→ What you have to do: Set down every line of the records below verbatim, with nothing changed or left out.

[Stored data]
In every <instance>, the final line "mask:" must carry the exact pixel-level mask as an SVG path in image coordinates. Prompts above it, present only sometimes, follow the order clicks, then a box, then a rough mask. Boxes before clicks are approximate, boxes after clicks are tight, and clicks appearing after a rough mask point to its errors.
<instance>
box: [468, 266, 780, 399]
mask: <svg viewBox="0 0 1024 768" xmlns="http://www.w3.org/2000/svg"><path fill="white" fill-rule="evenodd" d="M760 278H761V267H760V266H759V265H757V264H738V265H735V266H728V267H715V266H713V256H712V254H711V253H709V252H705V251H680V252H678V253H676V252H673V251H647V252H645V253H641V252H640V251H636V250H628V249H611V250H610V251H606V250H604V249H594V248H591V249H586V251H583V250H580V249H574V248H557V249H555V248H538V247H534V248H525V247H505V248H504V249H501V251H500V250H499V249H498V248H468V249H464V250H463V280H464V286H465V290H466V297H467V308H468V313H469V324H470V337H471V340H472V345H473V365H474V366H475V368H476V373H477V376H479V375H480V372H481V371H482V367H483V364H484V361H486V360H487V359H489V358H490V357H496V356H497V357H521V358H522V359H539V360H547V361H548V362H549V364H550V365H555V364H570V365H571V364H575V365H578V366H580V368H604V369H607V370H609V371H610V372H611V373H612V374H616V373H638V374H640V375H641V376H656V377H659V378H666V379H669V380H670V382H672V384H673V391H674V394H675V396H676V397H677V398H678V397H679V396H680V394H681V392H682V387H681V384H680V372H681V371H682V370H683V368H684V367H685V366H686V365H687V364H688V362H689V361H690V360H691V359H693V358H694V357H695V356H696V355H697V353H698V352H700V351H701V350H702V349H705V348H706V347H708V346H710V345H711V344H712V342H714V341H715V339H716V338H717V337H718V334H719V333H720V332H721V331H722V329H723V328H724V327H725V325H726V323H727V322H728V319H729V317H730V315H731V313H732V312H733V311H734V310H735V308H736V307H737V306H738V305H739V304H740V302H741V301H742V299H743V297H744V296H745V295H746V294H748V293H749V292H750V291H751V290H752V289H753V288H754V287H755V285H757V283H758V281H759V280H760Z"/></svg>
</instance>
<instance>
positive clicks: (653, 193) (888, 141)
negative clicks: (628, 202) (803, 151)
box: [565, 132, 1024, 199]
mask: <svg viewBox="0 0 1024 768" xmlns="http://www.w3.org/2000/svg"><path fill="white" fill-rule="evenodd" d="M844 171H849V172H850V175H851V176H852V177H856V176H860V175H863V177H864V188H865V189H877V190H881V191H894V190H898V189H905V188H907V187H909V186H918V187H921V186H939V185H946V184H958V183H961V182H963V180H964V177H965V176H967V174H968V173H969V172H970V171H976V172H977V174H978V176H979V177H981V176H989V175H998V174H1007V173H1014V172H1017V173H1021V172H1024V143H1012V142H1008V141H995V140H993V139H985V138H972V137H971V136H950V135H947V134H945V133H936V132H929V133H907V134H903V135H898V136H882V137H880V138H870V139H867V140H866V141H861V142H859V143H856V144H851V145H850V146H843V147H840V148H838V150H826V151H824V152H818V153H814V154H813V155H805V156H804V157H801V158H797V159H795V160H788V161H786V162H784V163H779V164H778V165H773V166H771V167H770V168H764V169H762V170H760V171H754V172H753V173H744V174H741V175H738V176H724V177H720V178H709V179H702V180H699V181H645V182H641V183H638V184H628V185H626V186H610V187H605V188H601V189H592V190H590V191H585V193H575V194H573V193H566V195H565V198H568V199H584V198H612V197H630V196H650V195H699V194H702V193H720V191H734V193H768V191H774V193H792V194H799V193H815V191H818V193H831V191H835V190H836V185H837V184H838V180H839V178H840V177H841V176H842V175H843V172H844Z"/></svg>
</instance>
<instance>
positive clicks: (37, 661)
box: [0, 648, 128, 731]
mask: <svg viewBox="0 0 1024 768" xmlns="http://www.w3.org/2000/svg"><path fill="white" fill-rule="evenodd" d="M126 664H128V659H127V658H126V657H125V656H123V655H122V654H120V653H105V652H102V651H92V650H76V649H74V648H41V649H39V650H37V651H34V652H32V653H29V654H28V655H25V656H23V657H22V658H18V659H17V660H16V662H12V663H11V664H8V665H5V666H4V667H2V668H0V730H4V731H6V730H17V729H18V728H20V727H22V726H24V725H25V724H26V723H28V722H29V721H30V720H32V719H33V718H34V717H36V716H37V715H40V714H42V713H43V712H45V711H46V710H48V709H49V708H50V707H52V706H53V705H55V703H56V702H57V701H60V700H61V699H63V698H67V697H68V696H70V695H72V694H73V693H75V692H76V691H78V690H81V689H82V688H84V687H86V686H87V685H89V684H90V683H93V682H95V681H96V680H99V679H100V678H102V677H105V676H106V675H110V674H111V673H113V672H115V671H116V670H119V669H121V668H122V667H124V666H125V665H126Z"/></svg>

→ Completed exercise:
In every <instance>, the final line "mask:" must carry the exact pixel-level mask as an SVG path in image coordinates. Prompts above it, present only sometimes, follow the order clicks, then a box, then a rough mask. Boxes before clicks are approximate, boxes after clicks are tight, and clicks appearing after a rough mask point to its errors.
<instance>
box: [468, 266, 780, 399]
mask: <svg viewBox="0 0 1024 768" xmlns="http://www.w3.org/2000/svg"><path fill="white" fill-rule="evenodd" d="M760 278H761V267H760V266H759V265H757V264H738V265H735V266H728V267H715V266H713V256H712V254H711V253H709V252H705V251H680V252H678V253H676V252H673V251H647V252H645V253H641V252H640V251H636V250H628V249H611V250H610V251H606V250H604V249H594V248H591V249H586V251H583V250H580V249H574V248H557V249H555V248H538V247H534V248H525V247H505V248H504V249H501V251H500V250H499V249H498V248H468V249H464V250H463V280H464V286H465V290H466V297H467V308H468V313H469V324H470V337H471V340H472V345H473V365H474V366H475V368H476V373H477V376H479V375H480V372H481V371H482V367H483V364H484V361H486V360H487V359H489V358H490V357H496V356H497V357H521V358H522V359H539V360H547V361H548V362H549V364H550V365H555V364H570V365H571V364H575V365H578V366H580V368H604V369H607V370H609V371H610V372H611V373H612V374H616V373H638V374H640V375H641V376H656V377H659V378H666V379H669V380H670V382H672V384H673V391H674V394H675V396H676V397H677V398H678V397H679V396H680V394H681V392H682V387H681V384H680V372H681V371H682V370H683V368H684V367H685V366H686V365H687V364H688V362H689V361H690V360H691V359H693V358H694V357H695V356H696V355H697V353H698V352H700V351H701V350H702V349H705V348H706V347H708V346H710V345H711V344H712V342H714V341H715V339H716V338H717V337H718V334H719V333H720V332H721V331H722V329H723V328H724V327H725V325H726V323H727V322H728V319H729V317H730V315H731V313H732V312H733V311H734V310H735V308H736V307H737V306H738V305H739V304H740V302H741V301H742V299H743V297H744V296H745V295H746V294H748V293H749V292H750V291H751V290H752V289H753V288H754V287H755V285H757V283H758V281H759V280H760Z"/></svg>
</instance>
<instance>
positive clicks: (653, 193) (888, 141)
negative clicks: (628, 202) (803, 151)
box: [565, 132, 1024, 199]
mask: <svg viewBox="0 0 1024 768" xmlns="http://www.w3.org/2000/svg"><path fill="white" fill-rule="evenodd" d="M844 171H849V172H850V175H851V176H852V177H856V176H860V175H863V177H864V188H865V189H877V190H881V191H894V190H898V189H905V188H907V187H909V186H918V187H921V186H939V185H946V184H958V183H961V182H963V180H964V177H965V176H967V174H968V173H969V172H970V171H976V172H977V174H978V176H979V177H981V176H989V175H998V174H1007V173H1014V172H1017V173H1021V172H1024V143H1012V142H1008V141H995V140H993V139H985V138H972V137H971V136H950V135H947V134H945V133H936V132H929V133H907V134H903V135H898V136H882V137H880V138H870V139H867V140H866V141H861V142H859V143H856V144H851V145H850V146H843V147H840V148H838V150H826V151H824V152H818V153H814V154H813V155H805V156H804V157H801V158H797V159H795V160H788V161H786V162H784V163H779V164H778V165H773V166H771V167H770V168H764V169H762V170H760V171H754V172H753V173H744V174H741V175H738V176H724V177H720V178H709V179H702V180H699V181H645V182H641V183H638V184H628V185H626V186H610V187H605V188H601V189H592V190H590V191H585V193H575V194H573V193H566V195H565V198H568V199H584V198H612V197H630V196H650V195H699V194H702V193H720V191H734V193H768V191H774V193H792V194H799V193H815V191H818V193H831V191H835V190H836V185H837V184H838V180H839V178H840V177H841V176H842V175H843V172H844Z"/></svg>
</instance>
<instance>
positive clicks: (37, 661)
box: [0, 648, 128, 731]
mask: <svg viewBox="0 0 1024 768" xmlns="http://www.w3.org/2000/svg"><path fill="white" fill-rule="evenodd" d="M126 664H128V659H127V658H126V657H125V656H123V655H122V654H120V653H105V652H102V651H92V650H76V649H74V648H41V649H39V650H37V651H34V652H32V653H29V654H28V655H25V656H23V657H22V658H18V659H17V660H16V662H12V663H11V664H8V665H5V666H4V667H2V668H0V730H4V731H6V730H17V729H18V728H20V727H22V726H24V725H25V724H26V723H28V722H29V721H30V720H32V719H33V718H34V717H36V716H37V715H40V714H42V713H43V712H45V711H46V710H48V709H49V708H50V707H52V706H53V705H55V703H56V702H57V701H60V700H61V699H63V698H67V697H68V696H70V695H72V694H73V693H75V692H76V691H78V690H81V689H82V688H84V687H86V686H87V685H89V684H90V683H93V682H95V681H96V680H99V679H100V678H102V677H105V676H106V675H110V674H111V673H113V672H115V671H116V670H119V669H121V668H122V667H124V666H125V665H126Z"/></svg>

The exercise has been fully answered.